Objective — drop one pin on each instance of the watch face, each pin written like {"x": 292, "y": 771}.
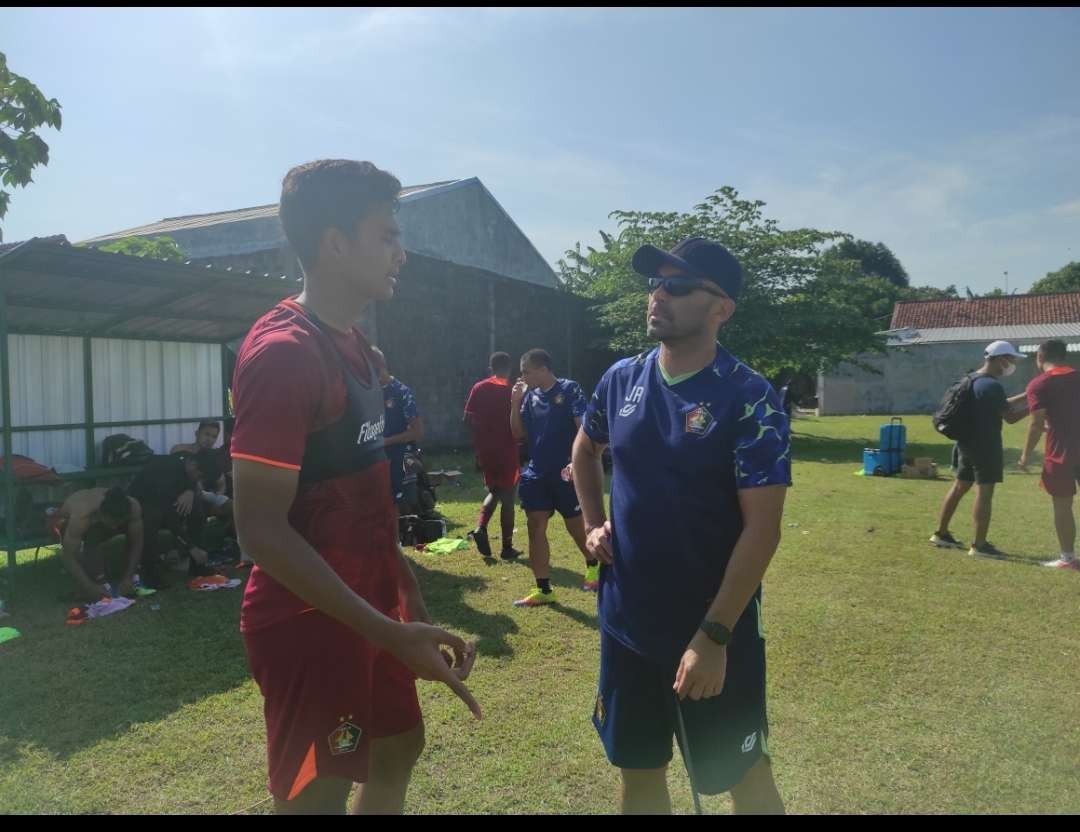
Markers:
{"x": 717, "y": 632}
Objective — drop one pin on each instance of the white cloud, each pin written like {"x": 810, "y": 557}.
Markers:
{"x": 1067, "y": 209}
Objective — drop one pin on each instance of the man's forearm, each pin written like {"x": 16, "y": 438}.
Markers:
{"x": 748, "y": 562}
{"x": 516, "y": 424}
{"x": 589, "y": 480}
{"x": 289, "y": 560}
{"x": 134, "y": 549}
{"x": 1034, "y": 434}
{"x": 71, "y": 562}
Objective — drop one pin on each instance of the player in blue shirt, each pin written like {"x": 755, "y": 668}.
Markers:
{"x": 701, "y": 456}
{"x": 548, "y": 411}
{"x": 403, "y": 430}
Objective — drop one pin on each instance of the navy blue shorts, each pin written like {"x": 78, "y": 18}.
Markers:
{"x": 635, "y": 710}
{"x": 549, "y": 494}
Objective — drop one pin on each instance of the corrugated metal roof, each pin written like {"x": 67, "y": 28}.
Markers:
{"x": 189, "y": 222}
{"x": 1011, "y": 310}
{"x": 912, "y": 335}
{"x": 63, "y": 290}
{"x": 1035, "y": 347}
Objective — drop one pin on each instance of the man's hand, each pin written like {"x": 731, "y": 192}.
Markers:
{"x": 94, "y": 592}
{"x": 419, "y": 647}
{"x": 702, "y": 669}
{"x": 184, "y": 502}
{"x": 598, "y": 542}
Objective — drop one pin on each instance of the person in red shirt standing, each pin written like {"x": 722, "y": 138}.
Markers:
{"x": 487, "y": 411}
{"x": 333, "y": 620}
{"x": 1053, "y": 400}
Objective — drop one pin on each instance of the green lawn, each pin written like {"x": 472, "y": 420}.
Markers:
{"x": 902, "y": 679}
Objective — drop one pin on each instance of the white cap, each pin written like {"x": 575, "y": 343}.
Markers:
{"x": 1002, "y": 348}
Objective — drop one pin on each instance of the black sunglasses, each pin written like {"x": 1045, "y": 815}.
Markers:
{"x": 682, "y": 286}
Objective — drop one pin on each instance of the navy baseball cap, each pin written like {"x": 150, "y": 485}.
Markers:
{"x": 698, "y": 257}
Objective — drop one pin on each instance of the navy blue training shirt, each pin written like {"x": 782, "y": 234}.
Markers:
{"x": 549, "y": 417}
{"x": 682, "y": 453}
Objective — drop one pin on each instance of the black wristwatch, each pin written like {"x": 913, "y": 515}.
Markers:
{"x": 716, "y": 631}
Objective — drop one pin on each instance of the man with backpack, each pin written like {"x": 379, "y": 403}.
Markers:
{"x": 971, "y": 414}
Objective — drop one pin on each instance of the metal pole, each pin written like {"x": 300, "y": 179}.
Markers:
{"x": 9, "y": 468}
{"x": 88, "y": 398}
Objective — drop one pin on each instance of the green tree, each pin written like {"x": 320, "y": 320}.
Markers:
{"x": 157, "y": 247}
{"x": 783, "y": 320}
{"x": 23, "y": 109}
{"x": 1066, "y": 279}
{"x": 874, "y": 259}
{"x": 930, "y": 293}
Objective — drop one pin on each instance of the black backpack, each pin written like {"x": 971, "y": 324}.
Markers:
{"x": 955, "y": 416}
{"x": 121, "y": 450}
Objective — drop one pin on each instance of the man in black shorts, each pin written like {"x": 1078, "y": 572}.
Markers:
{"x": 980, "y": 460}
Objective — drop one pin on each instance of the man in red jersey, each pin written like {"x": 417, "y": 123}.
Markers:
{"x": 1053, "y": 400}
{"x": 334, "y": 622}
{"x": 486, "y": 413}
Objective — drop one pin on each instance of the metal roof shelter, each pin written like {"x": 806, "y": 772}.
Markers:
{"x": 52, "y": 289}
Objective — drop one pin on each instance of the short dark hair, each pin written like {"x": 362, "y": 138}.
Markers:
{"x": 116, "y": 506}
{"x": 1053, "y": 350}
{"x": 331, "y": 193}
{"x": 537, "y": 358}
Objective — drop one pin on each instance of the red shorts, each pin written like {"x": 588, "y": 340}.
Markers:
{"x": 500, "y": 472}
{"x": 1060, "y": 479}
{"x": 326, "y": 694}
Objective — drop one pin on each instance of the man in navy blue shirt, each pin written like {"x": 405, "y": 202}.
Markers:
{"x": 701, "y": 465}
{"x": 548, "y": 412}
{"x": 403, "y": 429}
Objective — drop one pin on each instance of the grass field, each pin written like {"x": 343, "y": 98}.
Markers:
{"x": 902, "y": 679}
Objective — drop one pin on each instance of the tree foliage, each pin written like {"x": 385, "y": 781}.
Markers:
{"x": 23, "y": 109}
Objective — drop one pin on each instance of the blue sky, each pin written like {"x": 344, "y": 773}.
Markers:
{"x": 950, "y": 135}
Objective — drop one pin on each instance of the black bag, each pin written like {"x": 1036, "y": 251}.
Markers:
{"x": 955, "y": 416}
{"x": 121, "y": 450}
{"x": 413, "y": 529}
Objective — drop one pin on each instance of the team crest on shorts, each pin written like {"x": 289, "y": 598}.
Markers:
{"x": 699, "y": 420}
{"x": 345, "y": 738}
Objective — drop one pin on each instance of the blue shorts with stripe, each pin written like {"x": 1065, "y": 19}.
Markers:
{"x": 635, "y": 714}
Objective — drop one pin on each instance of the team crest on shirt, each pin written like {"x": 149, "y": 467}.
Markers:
********
What you have to do — Output the lines from the line containing "on shorts, each" through the last line of the rows as a Markdown table with the columns Index and Line. Number each line in Index and leave out blank lines.

Exercise solution —
| Index | Line |
|---|---|
| 1 | Objective — drop one pin on each instance of the team crest on shorts, each pin written like {"x": 289, "y": 598}. |
| 2 | Markers: |
| 3 | {"x": 699, "y": 420} |
| 4 | {"x": 345, "y": 738} |
| 5 | Objective — drop one pin on each instance of the blue shorts with stripe, each pin written like {"x": 1065, "y": 19}. |
| 6 | Markers: |
| 7 | {"x": 635, "y": 714} |
| 8 | Objective — drop one pin on each instance of the team crest on shirt, each pin written like {"x": 149, "y": 467}. |
| 9 | Markers: |